Return every record exactly as written.

[Records from a data collection]

• • • • • • •

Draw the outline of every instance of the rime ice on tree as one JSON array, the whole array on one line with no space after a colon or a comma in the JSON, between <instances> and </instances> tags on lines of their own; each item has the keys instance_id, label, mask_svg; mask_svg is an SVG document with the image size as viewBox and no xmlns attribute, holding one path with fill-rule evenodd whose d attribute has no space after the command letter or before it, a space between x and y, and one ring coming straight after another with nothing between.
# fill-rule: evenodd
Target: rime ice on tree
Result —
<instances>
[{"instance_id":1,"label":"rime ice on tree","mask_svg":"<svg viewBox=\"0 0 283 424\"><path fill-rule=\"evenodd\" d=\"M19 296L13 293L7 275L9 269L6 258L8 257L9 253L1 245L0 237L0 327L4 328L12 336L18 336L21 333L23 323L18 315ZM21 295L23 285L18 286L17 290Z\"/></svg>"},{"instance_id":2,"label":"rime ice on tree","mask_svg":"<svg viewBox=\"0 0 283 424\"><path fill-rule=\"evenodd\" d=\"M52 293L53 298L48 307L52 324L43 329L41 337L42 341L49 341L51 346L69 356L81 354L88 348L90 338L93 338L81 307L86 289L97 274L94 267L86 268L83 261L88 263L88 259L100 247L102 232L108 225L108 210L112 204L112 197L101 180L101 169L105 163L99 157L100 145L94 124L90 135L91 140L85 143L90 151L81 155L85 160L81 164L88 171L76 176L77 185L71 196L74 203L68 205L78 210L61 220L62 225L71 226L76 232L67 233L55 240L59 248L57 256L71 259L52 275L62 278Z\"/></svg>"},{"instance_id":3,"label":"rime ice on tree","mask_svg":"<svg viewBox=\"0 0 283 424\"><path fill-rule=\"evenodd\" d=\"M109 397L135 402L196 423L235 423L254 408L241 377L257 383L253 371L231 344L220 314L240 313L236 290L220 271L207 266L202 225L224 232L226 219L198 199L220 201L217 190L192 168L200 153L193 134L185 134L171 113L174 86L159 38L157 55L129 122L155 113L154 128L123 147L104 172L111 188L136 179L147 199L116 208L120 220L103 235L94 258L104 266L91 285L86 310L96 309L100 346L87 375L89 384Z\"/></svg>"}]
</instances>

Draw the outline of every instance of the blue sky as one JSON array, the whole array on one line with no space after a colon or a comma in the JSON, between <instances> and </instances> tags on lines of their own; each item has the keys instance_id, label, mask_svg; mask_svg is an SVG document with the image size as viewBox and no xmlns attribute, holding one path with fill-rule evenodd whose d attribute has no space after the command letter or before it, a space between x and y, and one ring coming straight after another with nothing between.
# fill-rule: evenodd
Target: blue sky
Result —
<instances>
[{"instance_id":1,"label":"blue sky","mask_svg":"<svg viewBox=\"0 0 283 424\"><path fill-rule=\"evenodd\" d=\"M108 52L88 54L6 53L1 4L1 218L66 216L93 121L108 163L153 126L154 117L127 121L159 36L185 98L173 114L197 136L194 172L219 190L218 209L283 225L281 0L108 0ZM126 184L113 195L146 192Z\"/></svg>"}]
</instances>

• • • • • • •

Full response ::
Draw the outline of every instance of the rime ice on tree as one JSON array, the whole array on one line with no space after a colon or a comma in the JSON, between <instances> and </instances> tags on lines of their own; each item has the keys instance_id, label, mask_svg; mask_svg is an SVG document with the image size as viewBox and no xmlns attribute, holding one path with fill-rule evenodd whose d attribute has no space after the command letter or before it, a space between x and y, and one ring coming straight after another with nothing between.
# fill-rule: evenodd
Target: rime ice on tree
Result —
<instances>
[{"instance_id":1,"label":"rime ice on tree","mask_svg":"<svg viewBox=\"0 0 283 424\"><path fill-rule=\"evenodd\" d=\"M19 296L13 293L7 275L9 269L6 258L8 257L9 253L1 245L0 237L0 327L4 328L12 336L18 336L21 333L23 323L18 315ZM21 295L23 285L18 286L17 290Z\"/></svg>"},{"instance_id":2,"label":"rime ice on tree","mask_svg":"<svg viewBox=\"0 0 283 424\"><path fill-rule=\"evenodd\" d=\"M52 293L53 298L48 307L52 324L43 329L41 337L42 341L49 341L51 346L69 356L81 354L88 348L90 338L93 338L81 307L86 289L97 274L94 267L86 268L83 261L88 263L88 259L100 247L102 232L108 225L108 210L112 204L112 197L101 180L101 169L105 163L99 157L100 145L94 124L90 135L91 140L85 143L90 151L81 155L85 160L81 164L88 171L76 176L77 185L71 196L74 203L68 205L78 210L61 220L62 225L71 226L76 232L67 233L55 240L59 248L57 256L71 259L52 275L62 278Z\"/></svg>"},{"instance_id":3,"label":"rime ice on tree","mask_svg":"<svg viewBox=\"0 0 283 424\"><path fill-rule=\"evenodd\" d=\"M109 397L135 402L196 423L235 423L254 408L241 377L257 383L253 371L231 344L220 314L240 313L236 290L220 271L207 266L202 225L224 232L226 219L198 199L220 201L217 190L192 168L200 153L193 134L185 134L171 113L174 86L159 38L157 55L129 122L155 113L154 128L123 147L104 172L111 188L136 179L147 199L116 208L120 220L103 235L94 258L104 266L91 285L86 310L96 309L100 346L87 375L89 384Z\"/></svg>"}]
</instances>

Draw the outline of every instance of the blue sky as one JSON array, the whole array on one line with no space after a colon or a comma in the JSON, between <instances> and </instances> tags on lines of their own; each item has the keys instance_id, label, mask_svg; mask_svg is an SVG document with the image size as viewBox and no xmlns attribute, holding one path with fill-rule evenodd whose d attribute has no space after the command letter or before it, a space between x and y, and one ring coming straight after another with nothing between.
# fill-rule: evenodd
Target: blue sky
Result —
<instances>
[{"instance_id":1,"label":"blue sky","mask_svg":"<svg viewBox=\"0 0 283 424\"><path fill-rule=\"evenodd\" d=\"M108 52L88 54L6 53L1 4L1 218L66 216L93 121L108 163L153 126L154 117L127 121L159 36L185 98L173 114L197 136L194 172L219 190L218 209L283 225L281 0L108 0ZM126 184L113 195L146 192Z\"/></svg>"}]
</instances>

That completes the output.